■ YOUR TASK ■
Set down the whole listing verbatim.

■ EXCERPTED DATA ■

####################

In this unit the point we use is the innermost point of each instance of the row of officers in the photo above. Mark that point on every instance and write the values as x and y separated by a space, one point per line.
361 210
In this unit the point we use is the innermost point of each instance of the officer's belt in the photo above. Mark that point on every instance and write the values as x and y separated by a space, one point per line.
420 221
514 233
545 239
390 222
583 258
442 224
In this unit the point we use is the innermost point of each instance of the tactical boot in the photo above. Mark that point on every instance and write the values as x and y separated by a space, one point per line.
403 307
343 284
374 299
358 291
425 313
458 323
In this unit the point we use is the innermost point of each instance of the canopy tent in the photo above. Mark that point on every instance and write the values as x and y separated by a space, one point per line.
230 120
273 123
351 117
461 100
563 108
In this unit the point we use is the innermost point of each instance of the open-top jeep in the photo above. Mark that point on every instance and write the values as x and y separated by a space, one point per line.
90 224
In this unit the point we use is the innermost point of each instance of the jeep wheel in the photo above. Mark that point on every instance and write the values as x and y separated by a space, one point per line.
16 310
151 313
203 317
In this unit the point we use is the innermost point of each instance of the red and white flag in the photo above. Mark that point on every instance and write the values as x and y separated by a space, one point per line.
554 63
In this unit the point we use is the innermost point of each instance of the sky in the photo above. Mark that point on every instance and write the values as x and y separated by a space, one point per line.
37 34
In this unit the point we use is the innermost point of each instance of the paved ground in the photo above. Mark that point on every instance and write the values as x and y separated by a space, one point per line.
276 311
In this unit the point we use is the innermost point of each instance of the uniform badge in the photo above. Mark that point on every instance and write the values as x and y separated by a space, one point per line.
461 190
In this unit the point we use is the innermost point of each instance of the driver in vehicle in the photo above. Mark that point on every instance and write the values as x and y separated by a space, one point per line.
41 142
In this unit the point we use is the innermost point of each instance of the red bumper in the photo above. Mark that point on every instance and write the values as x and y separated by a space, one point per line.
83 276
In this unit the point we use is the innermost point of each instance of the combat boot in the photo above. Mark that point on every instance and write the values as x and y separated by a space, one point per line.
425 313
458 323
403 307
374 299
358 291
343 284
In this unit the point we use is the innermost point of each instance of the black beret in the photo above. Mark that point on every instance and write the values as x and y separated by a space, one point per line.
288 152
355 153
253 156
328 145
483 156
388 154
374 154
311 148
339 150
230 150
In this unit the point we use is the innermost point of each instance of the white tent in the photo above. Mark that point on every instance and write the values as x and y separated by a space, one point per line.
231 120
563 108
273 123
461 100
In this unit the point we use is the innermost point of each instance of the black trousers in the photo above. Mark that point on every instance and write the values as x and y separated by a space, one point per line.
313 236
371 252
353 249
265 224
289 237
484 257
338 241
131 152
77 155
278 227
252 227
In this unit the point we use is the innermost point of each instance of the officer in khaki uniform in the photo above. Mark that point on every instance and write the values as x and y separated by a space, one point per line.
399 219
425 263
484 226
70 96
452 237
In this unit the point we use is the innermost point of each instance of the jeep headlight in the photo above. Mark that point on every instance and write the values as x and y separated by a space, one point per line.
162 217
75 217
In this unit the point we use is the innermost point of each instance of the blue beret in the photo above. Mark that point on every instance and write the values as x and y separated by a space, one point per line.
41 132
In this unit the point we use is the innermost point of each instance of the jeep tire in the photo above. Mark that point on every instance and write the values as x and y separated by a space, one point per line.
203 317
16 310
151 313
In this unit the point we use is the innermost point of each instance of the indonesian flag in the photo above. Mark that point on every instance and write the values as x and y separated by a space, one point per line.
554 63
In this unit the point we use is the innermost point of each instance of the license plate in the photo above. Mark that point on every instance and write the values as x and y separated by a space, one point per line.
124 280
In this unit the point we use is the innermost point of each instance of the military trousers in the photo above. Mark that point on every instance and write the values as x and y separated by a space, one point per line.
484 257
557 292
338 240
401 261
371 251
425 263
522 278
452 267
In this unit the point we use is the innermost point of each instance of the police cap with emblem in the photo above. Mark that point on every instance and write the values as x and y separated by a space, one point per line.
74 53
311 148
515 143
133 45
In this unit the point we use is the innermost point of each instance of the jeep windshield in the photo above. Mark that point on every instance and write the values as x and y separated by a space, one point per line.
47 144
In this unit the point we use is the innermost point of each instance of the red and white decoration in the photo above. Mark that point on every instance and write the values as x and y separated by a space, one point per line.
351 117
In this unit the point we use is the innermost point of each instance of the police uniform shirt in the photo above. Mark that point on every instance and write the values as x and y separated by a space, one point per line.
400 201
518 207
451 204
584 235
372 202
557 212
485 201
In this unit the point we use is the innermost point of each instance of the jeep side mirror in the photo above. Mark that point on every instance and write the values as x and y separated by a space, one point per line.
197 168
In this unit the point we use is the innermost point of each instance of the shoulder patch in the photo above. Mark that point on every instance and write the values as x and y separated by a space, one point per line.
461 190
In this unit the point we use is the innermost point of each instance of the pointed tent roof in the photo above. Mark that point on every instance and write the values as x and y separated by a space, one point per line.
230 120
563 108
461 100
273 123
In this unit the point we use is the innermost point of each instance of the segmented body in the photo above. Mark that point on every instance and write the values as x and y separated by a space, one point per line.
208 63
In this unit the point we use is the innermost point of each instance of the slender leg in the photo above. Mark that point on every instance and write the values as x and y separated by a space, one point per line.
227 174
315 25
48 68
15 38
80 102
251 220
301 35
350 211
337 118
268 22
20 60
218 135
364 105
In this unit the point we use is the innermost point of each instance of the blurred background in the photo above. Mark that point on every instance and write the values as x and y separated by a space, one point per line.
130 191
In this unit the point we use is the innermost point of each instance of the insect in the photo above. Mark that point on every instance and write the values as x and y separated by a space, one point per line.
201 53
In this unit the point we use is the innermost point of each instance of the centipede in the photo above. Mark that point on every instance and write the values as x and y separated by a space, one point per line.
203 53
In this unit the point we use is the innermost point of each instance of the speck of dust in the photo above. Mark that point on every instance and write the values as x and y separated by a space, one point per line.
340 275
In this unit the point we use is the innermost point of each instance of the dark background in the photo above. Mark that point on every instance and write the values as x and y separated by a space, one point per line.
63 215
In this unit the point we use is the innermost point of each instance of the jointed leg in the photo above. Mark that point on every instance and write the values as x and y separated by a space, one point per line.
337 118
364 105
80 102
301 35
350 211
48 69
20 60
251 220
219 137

####################

■ ANSWER TO THIS EXERCISE ■
In this unit the point we use is the innermost point of each instance of the row of officers in the photo above. Mark that point on every instance and write the values as x and y separated by a space, one point per line.
361 210
In this unit the point we use is the innermost point of each instance of the officer's belt in the photo above. Mark that point on every instance and write the values as x and y separated by a space, one point per line.
420 221
514 233
545 239
390 222
583 258
442 224
In this unit the point we use is the innermost point of each instance of the tactical boot in the photo above. Mark that point on every instance and write the values as x and y separated by a space, one point per line.
403 307
343 284
374 299
358 291
425 313
458 323
In this unit the point we use is the innermost point of each instance of the canopy tent in the photo above. Mark that point on every instance and write the values as x and y separated by a space, one point per line.
230 120
273 123
351 117
461 100
563 108
In this unit the point we use is the innermost point of each instance of the open-top jeep in the photo above. Mark that point on every instance and write the values as x and y separated by a space, one point per line.
90 224
In this unit the point we use is the innermost point of each instance of the jeep wheel in the photo above. Mark that point on every instance and write the values as x and y separated by a space, one point per line.
16 310
151 313
203 317
In this unit the point we use is the innermost point of each instance of the red and white flag in the photo above. Mark that point on every instance and write the values as x and y separated by a space, one point per line.
554 63
In this unit the point we use is the innermost point of each instance of the sky in the photo above. Mark that point on every instance and write the values as x and y separated by a space, one point per line.
37 34
In this unit the point we use is the innermost point of each instance of the paved ground in the photo above. Mark that point on every instance and write the values as x and y separated by a space, one point per line.
276 311
In this unit the point we use is the innermost point of each instance of the uniform badge in the photo above. Mark that point on every instance and write the values as x and y separated by a space, one point per line.
461 190
In this unit the point we use is the innermost point of each instance of the driver in vehicle in the photo above. Mark that point on every instance and write the values as x and y separated by a space, one point per line.
41 142
In this unit the point we use is the innermost point of each instance of the red bumper in the photo above. Mark that point on every instance and write the values as x and y separated by a space, one point per line.
83 276
In this unit the point we use is the innermost point of each instance of the combat boot in the photo above. Mark that point on every instance and write the values as x and y separated by a space, one point per line.
425 313
458 323
403 307
374 299
358 291
343 284
In this unit the point we use is the innermost point of each instance of the black beret in the photo above. Mark that point on every instance and write the values as x and y separated by a space, one point per line.
288 152
355 153
253 156
328 145
483 156
388 154
374 154
311 148
339 150
230 150
In this unit the point we use is the innermost point of each instance of the white tent in the photo above. Mark that point on every instance and write the values as x and y separated by a space, one point per line.
231 120
563 108
273 123
461 100
In this unit the point we use is the innermost point of each instance of the black trousers in the photo above. Mark that point on every instance and write the values as x and y separated by a space, one point per line.
313 236
371 252
353 249
265 224
289 237
484 257
338 241
131 152
77 155
278 227
252 227
In this unit the point we use is the innermost point of each instance of the officer in khaki uniform in the photo above. Mark that point on every instance and write the values as x and y separated by a space, one point per line.
399 219
425 263
484 226
70 96
452 237
In this unit the point we use is the innermost point of each instance of the jeep headlight in the photo above. Mark that point on every instance and write the values as x and y separated by a space, one point per line.
162 217
75 217
In this unit the point we use is the innermost point of each instance of the blue beret in the photo above. Mark that point on every instance and write the values as x and y separated by a space, one point per line.
41 132
In this unit the point we use is the innermost point of each instance of the jeep tire in the photo above. Mark that point on every instance and write the values as x and y separated by a space, one point per line.
203 317
16 310
151 313
In this unit the point we use is the innermost point of each instance of the indonesian flag in the photo above. Mark that point on every instance and write the values as x and y separated by a space, one point per line.
554 63
In this unit the point we use is the innermost point of each instance of the license plate in the photo above. Mark that point on every instance and write the values as x and y separated by a space, one point per line.
124 280
In this unit the point we use is the innermost point of each instance of the military trousers in the photo above. Mark that point on every instance and write the values as x and y separated by a space, one point per line.
484 257
557 292
338 240
401 261
371 251
425 263
522 278
452 267
In this unit the point we use is the innermost point of each instance of the police cap with emblem in the photo above. Mark that point on every instance and write the values as x and y separated by a space, one point per line.
74 53
311 148
515 143
133 45
In this unit the point we use is the innermost point of each instance of the jeep windshield in the photo above. Mark that point on every instance and write the values as x and y separated by a space, one point per line.
47 144
In this unit the point we use is the innermost point of each instance of the red and white decoration in the photo above. Mark that point on every instance and write the values as x and y separated by a space, one point per line.
351 117
In this unit the point we use is the innermost point of each instance of the police uniform shirt in the photo above. Mark that point on every instance and write the values as x and y separated by a space, one point per line.
400 201
518 207
451 204
584 235
372 202
557 212
485 201
In this unit the point we use is the innermost point of each instance of the jeep side mirror in the photo above. Mark that point on every instance and write the values as x and y separated by a space, one point per line.
197 168
In this unit the point we use is the innermost point of each instance of the shoulder patch in the photo above. Mark that point on every instance and write the values as x and y separated by a space, one point per line.
461 190
In this unit the point we use is the innermost point of each instance of the pointed tent roof in the photo above. Mark that point on every instance and write the values as x and y separated by a space, one point per line.
230 120
563 108
461 100
273 123
In this unit the point we use is the innermost point of each instance of the segmented body in the photo above. Mark that point on every instance and write the values as x and y separated by a space, one point per line.
208 63
In this unit the point we use is the innermost point of each instance of the slender leg in the photo above. Mark that point on every instance and write the values as x and y separated by a space, one point per line.
227 174
315 25
48 68
15 38
80 102
251 220
301 35
350 211
337 118
268 22
20 60
218 135
364 105
In this unit the point we use is the innermost point of each instance of the blurred background in the photo above. Mark that point on every instance and write the values as x and y separated by a space, one point per line.
130 191
In this unit the point we use is the innermost point of each instance of the insect in the photo above. Mark that point on every instance and write the values as x and y separated by a space, one point per line.
201 53
In this unit the point we use is the innermost point of each instance of the centipede in the photo above. Mark that point on every instance and write the values as x and y separated by a space, one point per line.
203 53
In this unit the point we use is the innermost point of each instance of the speck of dust in the photo above. Mark that point on every instance and write the values as x and y separated by a space, one point per line.
340 275
In this unit the point we use is the innermost point of each instance of the dark background in the photo above. Mark that point on every instance and write the values as x and y separated by a space, one point per line.
63 215
In this unit the point we use is the innermost point of each instance of the jointed leg in the photo above. Mark that point on every instance and write the values as x and y separated by a space, one point per line.
337 118
364 105
80 102
301 35
350 211
48 69
20 60
251 220
219 137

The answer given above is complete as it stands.